Coyote Cartridges: .223 Rem. Vs. .22-250 Rem. Vs. .243 Win.
The ideal coyote hunting cartridge is flat shooting, highly accurate, and won’t ruin pelts. Here’s a look at three of the best
If ever a topic begged for alliteration, it’s coyote cartridges and calibers clearly and concisely contrasted and compared. But we won’t stoop to that here. We’ll just outline three of the most popular and effective cartridges employed by serious coyote hunters these past four decades.
But, before we jump into the ballistics of the .223 Remington, .22-250 Remington, and .243 Winchester, we should remember why anyone bothers hunting what is generally considered an inedible critter (even though some meat eaters are now imbibing.) The reasons are several, among which two are most often cited:
1. Valuable pelts—They might fetch anywhere from $10 to $200 depending on the market and quality. This should be celebrated by environmentalists because coyote fur is not only beautiful and warming, but all-natural, biodegradable, organic, free-range, abundant and sustainable. Coyotes are Nature’s own renewable clothing resource. Wearing fur instead of turning up the thermostat reduces your carbon footprint, too. Fight climate change! Wear fur.

§ §

(Exercise tasks)
1: List the three cartridges the coyote cartridge article compares, using the names it gives them.
2: Continue the coyote cartridge article from its last sentence.

(Dataset content)
§ §

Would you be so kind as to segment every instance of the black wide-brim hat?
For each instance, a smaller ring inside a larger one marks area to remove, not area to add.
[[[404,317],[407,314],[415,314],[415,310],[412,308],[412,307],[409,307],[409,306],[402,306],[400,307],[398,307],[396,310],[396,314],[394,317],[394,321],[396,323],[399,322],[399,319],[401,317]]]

§ §

(Results for the exercise)
1:
.223 Remington
.22-250 Remington
.243 Winchester

2:
2. Balancing the scales—Overly abundant coyotes have been proven to severely deplete populations of prey species including woodchucks, pronghorns, mule deer, and similar-sized game. They are not significant predators on birds, but they have attacked small children.
There are a few more reasons to hunt coyotes. East of the Mississippi, they are truly an invasive species. Even across much of the West, where they are native, they were historically kept in check by large numbers of wolves. By changing habitats, we humans have enabled excessive increases in coyote numbers. It’s our responsibility to correct some of that.
Finally, let’s be honest. One of the biggest reasons we hunt coyotes is because it’s fun. Not fun in a blood-thirsty kill-o-rama way the anti-hunters make it out to be, but fun in the imagining, the adventure, and the challenge. It’s fun hiking, reading sign, glassing, searching, setting up, and calling. It’s stimulating hearing a coyote or ten howl. And it’s absolutely an electric jolt when one or a half-dozen race toward you under the impression you are wounded and edible.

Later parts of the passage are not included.